**Text shown**:
* * *

Texas Tech University Health Sciences Center Lubbock, TX
Ashley Maveddat, BA, Sameer Islam, MD, Ebtesam Islam, MD, PhD; Texas Tech University Health Sciences Center, Lubbock, TX
Introduction: Malignant melanoma is known to aggressively metastasize, with common sites in the lungs, liver and lymph nodes. Rare sites of metastasis include the GI tract, presenting with symptoms of GI bleeding, abdominal pain, weight loss, or bowel obstruction with an incidence rate of 0.18-2% of patients. In this case, we present a patient with biopsy-proven cutaneous primary melanoma metastasizing to the colon.

* * *

**Your tasks**:
A. Answer these questions using the melanoma case abstract, one per line:
(i) What three common sites of melanoma metastasis does it list?
(ii) What incidence rate does it give for metastasis to the GI tract?
(iii) To what organ did the melanoma of the presented patient metastasize?
B. Translate this sentence from the melanoma case abstract into Spanish: "Malignant melanoma is known to aggressively metastasize, with common sites in the lungs, liver and lymph nodes."
C. Reproduce the part of the melanoma case abstract starting at "Texas Tech University Health Sciences Center Lubbock, TX" and ending at "to the colon.".

* * *

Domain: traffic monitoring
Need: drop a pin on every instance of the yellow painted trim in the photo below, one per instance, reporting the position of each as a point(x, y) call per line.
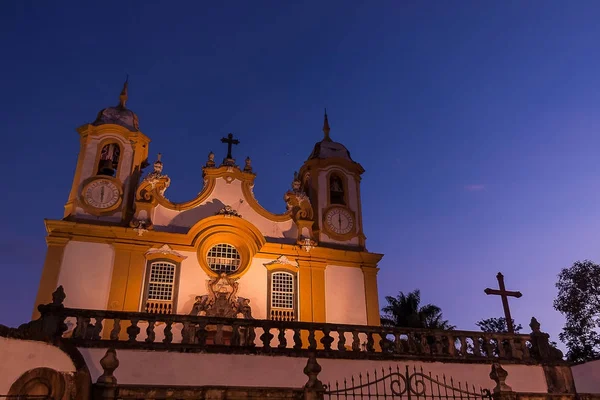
point(50, 273)
point(100, 211)
point(344, 178)
point(187, 241)
point(371, 295)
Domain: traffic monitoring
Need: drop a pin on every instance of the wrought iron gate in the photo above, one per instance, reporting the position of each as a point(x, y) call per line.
point(406, 385)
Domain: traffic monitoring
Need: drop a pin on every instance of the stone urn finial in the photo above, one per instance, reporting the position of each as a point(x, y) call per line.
point(499, 375)
point(109, 363)
point(312, 370)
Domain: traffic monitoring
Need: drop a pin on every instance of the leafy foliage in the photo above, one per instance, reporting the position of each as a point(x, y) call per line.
point(579, 301)
point(496, 325)
point(405, 311)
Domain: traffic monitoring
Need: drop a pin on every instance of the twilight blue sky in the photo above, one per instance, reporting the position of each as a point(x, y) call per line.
point(476, 122)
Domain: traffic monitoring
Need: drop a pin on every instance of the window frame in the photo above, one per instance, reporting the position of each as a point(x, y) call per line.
point(146, 286)
point(344, 181)
point(295, 295)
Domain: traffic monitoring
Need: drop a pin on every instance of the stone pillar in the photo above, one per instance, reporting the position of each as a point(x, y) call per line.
point(106, 385)
point(502, 391)
point(313, 388)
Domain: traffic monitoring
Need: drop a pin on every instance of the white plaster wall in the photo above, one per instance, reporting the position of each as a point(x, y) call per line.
point(19, 356)
point(224, 194)
point(170, 368)
point(587, 377)
point(85, 274)
point(345, 301)
point(352, 197)
point(253, 285)
point(192, 282)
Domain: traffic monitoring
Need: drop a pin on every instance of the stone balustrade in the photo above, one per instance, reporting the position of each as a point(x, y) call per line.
point(119, 329)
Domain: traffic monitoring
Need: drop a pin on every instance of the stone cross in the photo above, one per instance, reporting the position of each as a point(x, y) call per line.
point(503, 293)
point(230, 141)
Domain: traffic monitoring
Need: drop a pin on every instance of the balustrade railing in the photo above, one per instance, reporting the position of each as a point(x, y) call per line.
point(118, 329)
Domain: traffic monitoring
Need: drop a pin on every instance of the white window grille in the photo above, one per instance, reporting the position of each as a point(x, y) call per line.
point(223, 258)
point(282, 290)
point(161, 285)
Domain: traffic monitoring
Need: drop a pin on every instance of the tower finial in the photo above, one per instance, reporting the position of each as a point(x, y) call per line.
point(326, 128)
point(123, 97)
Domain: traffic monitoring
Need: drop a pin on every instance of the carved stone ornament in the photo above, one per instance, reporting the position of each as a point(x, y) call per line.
point(498, 375)
point(298, 203)
point(282, 260)
point(228, 211)
point(222, 299)
point(541, 349)
point(165, 250)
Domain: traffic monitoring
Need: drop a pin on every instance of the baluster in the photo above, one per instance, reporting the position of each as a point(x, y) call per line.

* * *

**Answers per task**:
A.
(i) The lungs, liver and lymph nodes.
(ii) 0.18-2% of patients.
(iii) The colon.

B. Se sabe que el melanoma maligno produce metástasis de forma agresiva, con sitios frecuentes en los pulmones, el hígado y los ganglios linfáticos.

C.
Texas Tech University Health Sciences Center Lubbock, TX
Ashley Maveddat, BA, Sameer Islam, MD, Ebtesam Islam, MD, PhD; Texas Tech University Health Sciences Center, Lubbock, TX
Introduction: Malignant melanoma is known to aggressively metastasize, with common sites in the lungs, liver and lymph nodes. Rare sites of metastasis include the GI tract, presenting with symptoms of GI bleeding, abdominal pain, weight loss, or bowel obstruction with an incidence rate of 0.18-2% of patients. In this case, we present a patient with biopsy-proven cutaneous primary melanoma metastasizing to the colon.